──────── Excerpted passage

Turn2us comment: New child poverty measures will not tell full story

In response to the proposals, Simon Hopkins, Chief Executive of Turn2us, commented:
“This week’s announcement from Iain Duncan Smith will no doubt prompt a wider debate surrounding how poverty is identified and tackled in the UK. We keep an open mind regarding any action that would help further address the root causes of child poverty, however we must not allow a debate about statistics divert us from the task in hand.

“The historical measure of poverty as 60% of median income is by its very nature relative, but it is one of a range of measures that we use to target our practical support more effectively. The proposed new benchmarks will no doubt offer additional insight, but we do not believe they will tell the full story. The very fact that we are having this discussion highlights this as an issue the Government must continue to address, as well working with charities such as ourselves to provide assistance where we can.”

────────────────
──────── Dataset

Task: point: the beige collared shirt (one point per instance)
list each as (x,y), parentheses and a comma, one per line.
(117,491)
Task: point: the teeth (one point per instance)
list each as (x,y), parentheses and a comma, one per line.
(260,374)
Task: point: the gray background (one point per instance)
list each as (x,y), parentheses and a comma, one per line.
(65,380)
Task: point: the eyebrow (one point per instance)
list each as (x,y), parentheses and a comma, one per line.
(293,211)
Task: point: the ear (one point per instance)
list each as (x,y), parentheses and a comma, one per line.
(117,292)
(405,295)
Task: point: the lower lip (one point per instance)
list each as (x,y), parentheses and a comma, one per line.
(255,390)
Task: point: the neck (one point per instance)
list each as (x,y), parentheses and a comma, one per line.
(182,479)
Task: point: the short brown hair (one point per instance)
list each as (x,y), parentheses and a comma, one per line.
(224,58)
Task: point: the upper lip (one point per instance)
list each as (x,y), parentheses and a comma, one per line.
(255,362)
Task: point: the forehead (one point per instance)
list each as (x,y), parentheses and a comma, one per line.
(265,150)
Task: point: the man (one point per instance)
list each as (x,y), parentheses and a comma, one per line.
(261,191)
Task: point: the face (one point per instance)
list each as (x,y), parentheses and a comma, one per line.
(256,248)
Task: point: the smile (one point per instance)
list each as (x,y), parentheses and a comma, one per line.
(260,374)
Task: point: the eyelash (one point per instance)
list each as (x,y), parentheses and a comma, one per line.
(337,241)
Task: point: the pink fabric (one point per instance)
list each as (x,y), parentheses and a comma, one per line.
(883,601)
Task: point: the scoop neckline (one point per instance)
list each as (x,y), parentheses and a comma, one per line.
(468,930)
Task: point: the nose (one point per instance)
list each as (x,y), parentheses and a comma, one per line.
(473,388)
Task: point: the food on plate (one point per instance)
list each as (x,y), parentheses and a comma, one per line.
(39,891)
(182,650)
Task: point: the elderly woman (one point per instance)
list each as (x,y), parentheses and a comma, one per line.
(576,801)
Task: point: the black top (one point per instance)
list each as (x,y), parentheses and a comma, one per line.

────────────────

• **Requirement**:
Copy out the part of the child poverty statement above from "In response to" to "task in hand.", word for word.

• **Exercise response**:
In response to the proposals, Simon Hopkins, Chief Executive of Turn2us, commented:
“This week’s announcement from Iain Duncan Smith will no doubt prompt a wider debate surrounding how poverty is identified and tackled in the UK. We keep an open mind regarding any action that would help further address the root causes of child poverty, however we must not allow a debate about statistics divert us from the task in hand.